Énoncé: Repérez dans les entrées ci-dessous chaque ligne qui contient le mot « thorax » et recopiez-la. La casse compte.

Entrées fournies:
▼
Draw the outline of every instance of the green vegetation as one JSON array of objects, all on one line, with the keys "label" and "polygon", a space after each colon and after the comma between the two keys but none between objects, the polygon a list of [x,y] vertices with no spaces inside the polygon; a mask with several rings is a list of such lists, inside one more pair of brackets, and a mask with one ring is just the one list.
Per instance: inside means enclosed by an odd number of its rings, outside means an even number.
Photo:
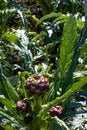
[{"label": "green vegetation", "polygon": [[87,129],[86,39],[86,0],[1,0],[0,129]]}]

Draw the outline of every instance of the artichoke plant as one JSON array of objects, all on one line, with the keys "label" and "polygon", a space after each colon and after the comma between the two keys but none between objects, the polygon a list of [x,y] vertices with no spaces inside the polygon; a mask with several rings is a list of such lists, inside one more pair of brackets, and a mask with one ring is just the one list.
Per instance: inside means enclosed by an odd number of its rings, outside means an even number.
[{"label": "artichoke plant", "polygon": [[44,95],[49,89],[49,82],[46,77],[32,75],[25,81],[25,88],[29,95]]}]

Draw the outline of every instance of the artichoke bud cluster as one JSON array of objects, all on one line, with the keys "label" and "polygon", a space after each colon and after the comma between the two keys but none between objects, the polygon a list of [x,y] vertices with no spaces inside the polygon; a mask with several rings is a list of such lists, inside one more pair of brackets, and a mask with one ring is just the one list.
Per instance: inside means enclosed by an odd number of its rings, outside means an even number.
[{"label": "artichoke bud cluster", "polygon": [[28,102],[26,101],[17,101],[16,103],[16,110],[19,112],[24,112],[24,113],[27,113],[31,110],[31,106]]},{"label": "artichoke bud cluster", "polygon": [[25,81],[25,88],[29,95],[44,95],[49,89],[49,82],[46,77],[32,75]]},{"label": "artichoke bud cluster", "polygon": [[61,106],[52,107],[49,112],[52,117],[57,116],[61,118],[64,115],[64,110]]}]

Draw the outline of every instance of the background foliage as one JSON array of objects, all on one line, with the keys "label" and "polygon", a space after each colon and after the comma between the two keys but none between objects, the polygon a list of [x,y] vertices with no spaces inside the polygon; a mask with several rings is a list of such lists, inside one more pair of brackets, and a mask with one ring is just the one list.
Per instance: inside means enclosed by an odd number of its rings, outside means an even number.
[{"label": "background foliage", "polygon": [[[0,1],[1,129],[87,129],[85,7],[84,0]],[[26,93],[25,80],[32,74],[48,78],[44,98]],[[30,124],[15,108],[25,99],[34,109]],[[62,119],[49,115],[55,105],[63,107]]]}]

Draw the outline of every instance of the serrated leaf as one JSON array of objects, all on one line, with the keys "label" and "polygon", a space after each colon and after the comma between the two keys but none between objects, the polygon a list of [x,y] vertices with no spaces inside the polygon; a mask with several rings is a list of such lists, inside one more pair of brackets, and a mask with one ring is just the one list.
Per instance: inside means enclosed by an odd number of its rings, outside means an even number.
[{"label": "serrated leaf", "polygon": [[[59,17],[59,19],[61,19],[62,14],[61,14],[61,13],[54,13],[54,12],[52,12],[52,13],[50,13],[50,14],[47,14],[47,15],[43,16],[43,17],[39,20],[39,22],[37,23],[37,25],[38,25],[38,24],[41,24],[42,22],[44,22],[44,21],[47,20],[47,19],[57,18],[57,17]],[[58,19],[57,19],[57,20],[58,20]]]},{"label": "serrated leaf", "polygon": [[76,19],[70,16],[63,30],[62,44],[60,47],[60,77],[63,79],[70,67],[74,53],[74,45],[77,39]]},{"label": "serrated leaf", "polygon": [[15,91],[15,89],[10,84],[7,77],[5,77],[0,72],[0,92],[3,94],[7,99],[10,99],[12,102],[17,101],[19,98],[19,95]]},{"label": "serrated leaf", "polygon": [[57,117],[51,117],[48,119],[48,121],[51,124],[51,127],[53,127],[53,130],[69,130],[65,122],[63,122]]}]

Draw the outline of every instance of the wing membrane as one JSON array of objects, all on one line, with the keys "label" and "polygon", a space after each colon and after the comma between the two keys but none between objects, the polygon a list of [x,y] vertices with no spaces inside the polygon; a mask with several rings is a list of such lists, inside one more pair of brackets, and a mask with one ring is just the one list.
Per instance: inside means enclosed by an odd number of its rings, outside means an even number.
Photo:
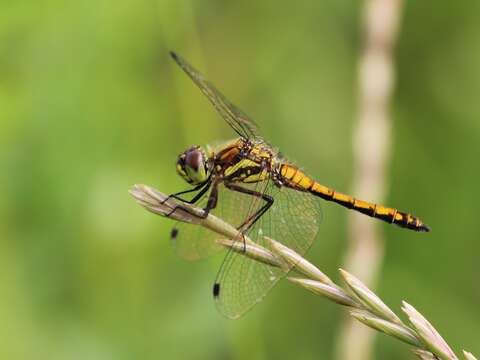
[{"label": "wing membrane", "polygon": [[[304,255],[318,233],[322,217],[320,203],[308,193],[278,189],[268,182],[260,186],[263,186],[266,194],[274,197],[275,202],[248,230],[249,238],[270,249],[264,238],[268,236]],[[259,185],[255,188],[259,189]],[[259,206],[257,203],[250,211],[255,211]],[[281,269],[230,251],[215,282],[217,307],[225,316],[238,318],[261,301],[286,274]]]},{"label": "wing membrane", "polygon": [[240,136],[253,140],[260,139],[257,125],[242,110],[232,104],[215,86],[204,78],[200,72],[187,63],[182,57],[170,53],[173,60],[185,71],[185,73],[200,88],[203,94],[210,100],[215,109]]}]

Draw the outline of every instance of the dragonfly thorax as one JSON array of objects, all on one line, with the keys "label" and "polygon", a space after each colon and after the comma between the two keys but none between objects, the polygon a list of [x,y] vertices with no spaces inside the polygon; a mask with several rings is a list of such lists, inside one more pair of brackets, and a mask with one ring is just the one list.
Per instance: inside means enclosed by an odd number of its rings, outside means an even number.
[{"label": "dragonfly thorax", "polygon": [[211,171],[205,150],[194,145],[180,154],[177,160],[177,172],[192,185],[207,181]]}]

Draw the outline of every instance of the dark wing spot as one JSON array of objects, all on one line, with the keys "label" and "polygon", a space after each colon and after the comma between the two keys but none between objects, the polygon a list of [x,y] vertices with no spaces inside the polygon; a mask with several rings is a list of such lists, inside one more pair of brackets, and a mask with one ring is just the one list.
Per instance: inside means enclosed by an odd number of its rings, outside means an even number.
[{"label": "dark wing spot", "polygon": [[217,298],[220,295],[220,284],[215,283],[213,284],[213,297]]},{"label": "dark wing spot", "polygon": [[172,240],[175,240],[177,238],[177,235],[178,235],[178,229],[177,228],[173,228],[172,229],[172,232],[170,233],[170,238]]}]

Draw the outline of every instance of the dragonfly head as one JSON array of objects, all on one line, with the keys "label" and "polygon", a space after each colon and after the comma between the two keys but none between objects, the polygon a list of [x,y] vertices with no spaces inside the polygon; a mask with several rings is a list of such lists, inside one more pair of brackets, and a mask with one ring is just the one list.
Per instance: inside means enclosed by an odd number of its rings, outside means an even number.
[{"label": "dragonfly head", "polygon": [[178,156],[178,174],[189,184],[198,185],[210,176],[208,157],[200,146],[192,146]]}]

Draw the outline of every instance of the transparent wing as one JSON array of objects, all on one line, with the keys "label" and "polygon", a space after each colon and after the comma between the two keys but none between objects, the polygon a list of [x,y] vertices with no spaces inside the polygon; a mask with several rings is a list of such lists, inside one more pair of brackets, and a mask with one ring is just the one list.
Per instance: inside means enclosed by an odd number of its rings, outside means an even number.
[{"label": "transparent wing", "polygon": [[232,127],[235,132],[249,140],[260,139],[258,135],[258,127],[243,111],[233,105],[215,86],[206,80],[202,74],[188,64],[182,57],[170,53],[173,60],[185,71],[185,73],[193,80],[205,96],[210,100],[215,109]]},{"label": "transparent wing", "polygon": [[[245,184],[242,184],[245,185]],[[248,185],[247,185],[248,186]],[[250,239],[270,249],[264,239],[277,240],[304,255],[318,234],[322,219],[319,201],[312,195],[264,182],[265,194],[274,198],[272,207],[247,231]],[[252,202],[251,196],[239,194],[239,202]],[[250,213],[261,206],[258,201]],[[267,292],[287,273],[229,251],[215,282],[216,304],[221,313],[238,318],[263,299]]]}]

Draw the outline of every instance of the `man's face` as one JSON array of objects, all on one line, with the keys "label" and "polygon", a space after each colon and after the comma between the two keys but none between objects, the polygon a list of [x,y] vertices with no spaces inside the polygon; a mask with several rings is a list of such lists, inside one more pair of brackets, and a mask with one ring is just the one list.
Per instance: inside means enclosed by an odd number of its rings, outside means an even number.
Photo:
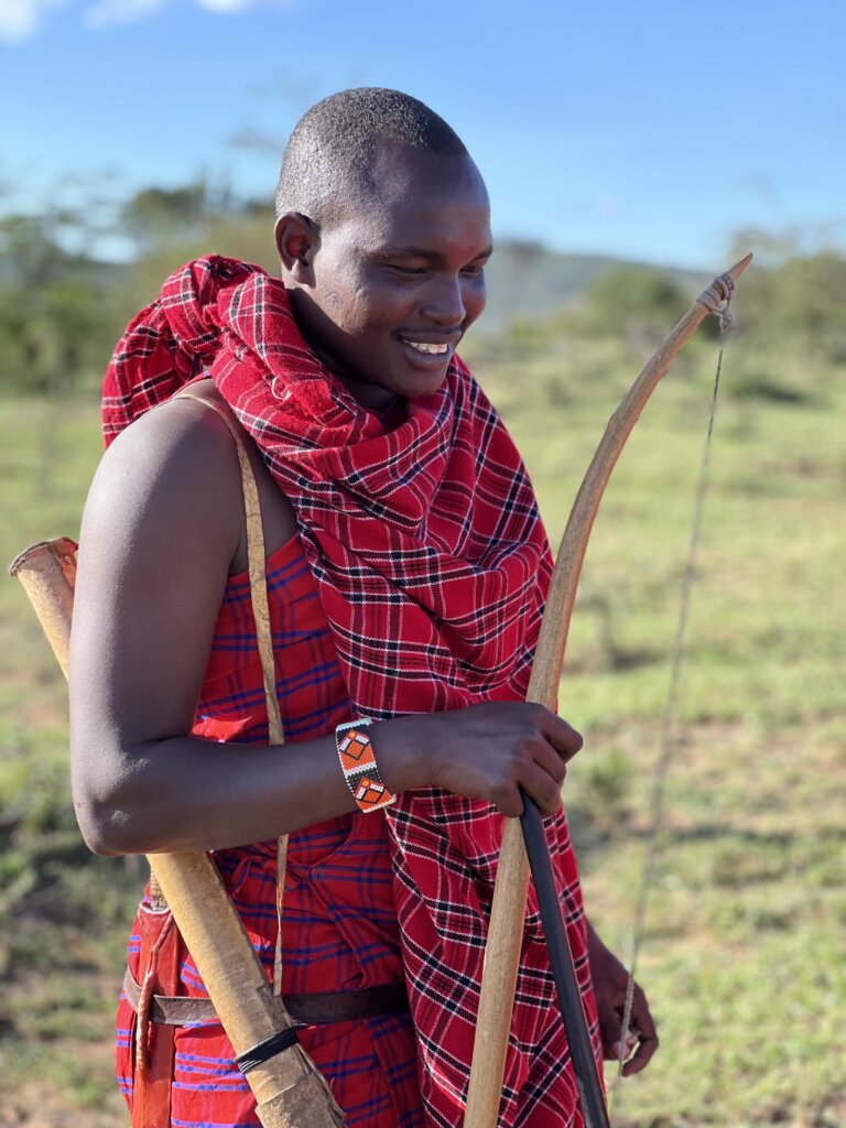
[{"label": "man's face", "polygon": [[373,180],[367,204],[324,224],[312,275],[291,300],[318,355],[360,403],[380,408],[443,382],[485,305],[491,226],[469,158],[386,148]]}]

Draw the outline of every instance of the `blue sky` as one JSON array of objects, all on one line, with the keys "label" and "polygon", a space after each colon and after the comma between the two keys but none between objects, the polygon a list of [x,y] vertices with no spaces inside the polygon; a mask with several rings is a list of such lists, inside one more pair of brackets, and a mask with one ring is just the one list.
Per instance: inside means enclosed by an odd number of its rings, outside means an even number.
[{"label": "blue sky", "polygon": [[309,105],[393,86],[460,133],[499,236],[705,270],[741,228],[844,246],[845,44],[837,0],[0,0],[0,206],[270,196]]}]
▲
Solution de l'exercice:
Draw the outline of every instance of the dragonfly thorax as one JSON array of objects, all on one line, with the keys "label" and "polygon", a space after each colon and after the comma between the two keys but none between objects, the polygon a list of [x,y] vertices with no spaces inside the polygon; a mask with several rings is a list of such lists, inside one more pair of brackets, and a mask with one ring is just the one list.
[{"label": "dragonfly thorax", "polygon": [[211,171],[205,150],[194,145],[180,154],[177,160],[177,172],[192,185],[207,181]]}]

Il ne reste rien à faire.